[Dataset extract — start]

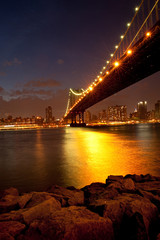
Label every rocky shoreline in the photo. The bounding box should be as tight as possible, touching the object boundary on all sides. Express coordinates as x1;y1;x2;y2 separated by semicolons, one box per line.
0;174;160;240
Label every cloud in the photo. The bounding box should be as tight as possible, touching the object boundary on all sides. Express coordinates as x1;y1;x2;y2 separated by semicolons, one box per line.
3;58;22;67
9;88;55;99
57;59;64;65
0;71;6;76
0;89;68;118
24;78;61;88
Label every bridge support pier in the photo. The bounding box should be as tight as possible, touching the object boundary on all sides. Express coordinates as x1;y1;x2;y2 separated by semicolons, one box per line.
70;111;86;127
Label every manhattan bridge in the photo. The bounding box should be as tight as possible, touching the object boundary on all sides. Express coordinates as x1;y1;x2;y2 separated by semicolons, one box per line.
63;0;160;126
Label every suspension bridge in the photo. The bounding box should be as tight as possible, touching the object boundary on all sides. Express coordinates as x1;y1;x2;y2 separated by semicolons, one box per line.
63;0;160;126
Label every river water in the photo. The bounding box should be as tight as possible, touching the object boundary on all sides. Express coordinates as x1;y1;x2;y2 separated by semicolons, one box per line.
0;123;160;192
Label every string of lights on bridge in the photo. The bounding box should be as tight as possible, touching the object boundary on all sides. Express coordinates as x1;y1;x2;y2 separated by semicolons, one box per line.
64;0;159;118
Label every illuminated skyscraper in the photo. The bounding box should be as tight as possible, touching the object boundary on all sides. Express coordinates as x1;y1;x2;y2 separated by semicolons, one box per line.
107;105;127;121
137;101;147;120
45;106;52;123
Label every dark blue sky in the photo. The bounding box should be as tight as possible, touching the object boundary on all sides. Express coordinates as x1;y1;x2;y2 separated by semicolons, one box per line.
0;0;159;118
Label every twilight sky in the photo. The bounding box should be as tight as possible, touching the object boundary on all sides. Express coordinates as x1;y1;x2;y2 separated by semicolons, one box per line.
0;0;159;118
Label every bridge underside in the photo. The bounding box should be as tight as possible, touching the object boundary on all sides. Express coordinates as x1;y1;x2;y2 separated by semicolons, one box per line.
65;21;160;120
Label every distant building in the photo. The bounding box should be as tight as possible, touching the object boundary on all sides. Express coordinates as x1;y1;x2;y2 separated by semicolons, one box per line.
147;110;155;120
98;110;107;122
45;106;52;123
155;100;160;119
137;101;147;120
85;111;91;123
92;114;98;122
107;105;127;121
130;109;138;120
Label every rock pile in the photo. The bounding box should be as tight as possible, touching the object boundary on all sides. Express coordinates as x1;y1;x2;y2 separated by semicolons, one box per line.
0;174;160;240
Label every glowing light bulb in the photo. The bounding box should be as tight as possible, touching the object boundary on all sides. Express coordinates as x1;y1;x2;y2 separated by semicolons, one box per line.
110;53;113;57
135;7;139;11
120;35;124;39
99;77;102;81
103;66;106;69
106;71;109;75
127;23;130;27
115;45;118;49
106;60;109;64
146;32;151;37
89;86;93;91
114;61;119;67
127;49;132;55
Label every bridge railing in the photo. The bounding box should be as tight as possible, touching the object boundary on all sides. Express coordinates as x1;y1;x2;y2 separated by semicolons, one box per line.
103;0;160;73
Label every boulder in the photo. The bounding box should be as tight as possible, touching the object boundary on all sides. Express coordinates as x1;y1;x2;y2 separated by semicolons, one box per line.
0;221;25;237
47;185;84;206
140;190;160;211
22;206;114;240
18;193;33;209
2;188;19;197
82;182;118;205
107;175;123;182
0;209;25;222
135;181;160;196
0;232;14;240
22;197;61;225
125;174;143;182
25;192;53;208
0;194;19;213
88;193;158;240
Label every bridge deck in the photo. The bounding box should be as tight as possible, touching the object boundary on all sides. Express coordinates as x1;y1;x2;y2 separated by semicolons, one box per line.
65;21;160;119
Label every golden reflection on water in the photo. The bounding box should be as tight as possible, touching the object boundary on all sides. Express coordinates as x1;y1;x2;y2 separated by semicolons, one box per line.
34;130;47;178
63;128;149;188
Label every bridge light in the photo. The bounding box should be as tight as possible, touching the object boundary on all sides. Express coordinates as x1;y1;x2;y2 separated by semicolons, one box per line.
110;53;113;57
100;71;102;74
115;45;118;49
99;77;103;81
103;66;106;69
106;60;109;64
135;7;139;11
106;71;109;75
120;35;124;39
127;49;132;55
89;86;93;91
114;61;119;67
146;32;151;37
127;23;130;27
97;75;99;78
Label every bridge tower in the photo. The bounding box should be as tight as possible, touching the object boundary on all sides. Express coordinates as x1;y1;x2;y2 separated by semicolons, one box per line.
65;88;86;126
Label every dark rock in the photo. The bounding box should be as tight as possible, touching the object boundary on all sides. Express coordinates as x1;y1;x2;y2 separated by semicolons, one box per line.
82;182;117;205
0;194;19;214
140;190;160;211
0;232;14;240
22;206;114;240
3;188;19;197
0;209;25;223
89;193;158;240
0;221;25;237
107;175;123;181
125;174;143;182
22;197;61;225
47;185;84;206
135;181;160;196
25;192;53;208
18;193;33;209
157;233;160;240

[Dataset extract — finish]

About this exercise —
For this exercise, return the data above exactly and leave every picture out.

Answer box —
Label every rocky shoreline in the photo. The bounding box should be as tight as possible, touching the object boundary on all sides. Express coordinates as x1;y1;x2;y2 separated by semicolons, one box per line.
0;174;160;240
Label every cloud in the photo. The bounding box should be as tight as possible, touching the object boundary on all sides. Express coordinates as x1;y1;x2;y2 separated by semicolons, one box per line.
3;58;22;67
9;88;55;99
57;59;64;65
0;71;6;76
0;89;68;118
24;78;61;88
Label every bridge support pier in the photo. The bounding box should be as tight as possible, touching the object boundary on all sides. Express coordinates as x1;y1;x2;y2 separated by semicolons, one box per line.
70;111;86;127
Label every manhattan bridge in the photo. The bounding box should be as tight as possible, touching the object boundary on all sides. Express coordinates as x1;y1;x2;y2 separated by semicolons, one box per line.
63;0;160;126
Label every suspension bridge in the photo. The bounding box should be as tight as possible, touching the object boundary on all sides. Express coordinates as x1;y1;x2;y2 separated by semicolons, one box per line.
63;0;160;126
Label every river water in the photo. The bounding box should be as tight as possible, touching the object boundary on all sides. Express coordinates as x1;y1;x2;y2 separated by semicolons, one box per line.
0;123;160;192
Label every string of lights on bridge in the photo. The bounding box should be as tight as possible, touching the object boundary on all sides. Express coordinates as x1;y1;x2;y2 separated by semicolons, one box per line.
64;0;159;118
Label every illuminated skyscraper in the photo. The bounding box should be as tight as possible, touching the object boundary on all sides. Express coordinates as x1;y1;x2;y2 separated by semicolons, one box per line.
107;105;127;121
137;101;147;120
45;106;52;123
Label every dark blue sky in the photo. The bounding box should be as tight as possible, touching the object boundary on all sides. Express coordinates as x1;y1;x2;y2 separated by semicolons, one box per line.
0;0;159;118
Label every twilight sky in the photo. The bounding box should be as tight as possible, touching the object boundary on all sides. Express coordinates as x1;y1;x2;y2 separated by semicolons, one box per line.
0;0;159;118
Label every bridge underside in the photo. The bounding box should be as tight as possible, touching the object boundary on all sides. Express coordinates as x1;y1;x2;y2 separated by semicolons, one box per line.
65;21;160;120
Label every distant building in the photo. The bounding box should be as tight as possible, touching the object boundary on all sides. Express coordinates as x1;y1;x2;y2 separated by semicolons, one box per line.
147;110;155;120
98;110;107;122
45;106;52;123
155;100;160;119
137;101;147;120
85;111;91;123
92;114;98;122
107;105;127;121
130;109;138;120
Label every rock pile in the photo. The bounding box should be as tight as possible, touching the object boundary on all sides. Express coordinates as x1;y1;x2;y2 separated by semicolons, one box per line.
0;174;160;240
Label every glowing light bulb in the photo. The bounding box should be as tight as possible, touching the object boundary on all sides. Express coordinates as x1;y1;x2;y2 separated by semicolons, one box per line.
110;53;113;57
135;7;139;11
120;35;124;39
99;77;102;81
103;66;106;69
106;71;109;75
127;23;130;27
115;45;118;49
106;60;109;64
146;32;151;37
89;86;93;91
114;61;119;67
127;49;132;55
Label every bridge railing in the photo. The bounding box should be as tight as possible, touching the object boundary on all sides. Express coordinates as x1;y1;x2;y2 separated by semicolons, one box per line.
103;0;160;73
Label every boulder in the photo. The bounding box should be as tight as possible, touching the object boundary on all sides. Express coordinates as x1;y1;x2;y2 separated by semicolons, one box per line.
0;221;25;237
47;185;84;206
140;190;160;211
22;206;114;240
18;193;33;209
2;188;19;197
82;182;118;205
107;175;123;182
0;209;25;222
135;181;160;196
0;232;14;240
22;197;61;225
125;174;143;182
25;192;53;208
0;194;19;213
88;193;158;240
Label every bridge deck in the photo. The bounding box should be as tight as possible, touching the object boundary on all sides. Express coordinates as x1;y1;x2;y2 separated by semicolons, one box per line.
65;21;160;119
Label every golden reflection on water in the photo. The bounding box should be as tight as possible, touching the object boundary on all sides. Express coordinates as x1;y1;x2;y2 separated by semicolons, one box per line.
34;130;47;178
63;128;149;188
Label every bridge light in the photo. The bounding box should be as tight as possible, touching the object boundary on all sides. Express coordinates as x1;y1;x2;y2 separated by semicolons, one box per line.
110;53;113;57
100;71;102;74
115;45;118;49
99;77;103;81
103;66;106;69
106;60;109;64
135;7;139;11
106;71;109;75
120;35;124;39
127;49;132;55
89;86;93;91
114;61;119;67
146;32;151;37
127;23;130;27
97;75;99;78
Label every bridge tower in the photo. The bounding box should be as tight as possible, touching the object boundary on all sides. Express coordinates as x1;y1;x2;y2 separated by semicolons, one box per line.
65;88;86;126
Label every dark rock in the photo. The bounding box should be as tight as possible, touching the object boundary on all sides. Express coordinates as x1;y1;x2;y2 separated by semicolons, one box per line.
82;182;117;205
0;194;19;214
140;190;160;211
0;232;14;240
22;206;114;240
3;188;19;197
0;209;25;223
89;193;158;240
0;221;25;237
107;175;123;181
125;174;143;182
22;197;61;225
47;185;84;206
135;181;160;196
25;192;53;208
18;193;33;209
157;233;160;240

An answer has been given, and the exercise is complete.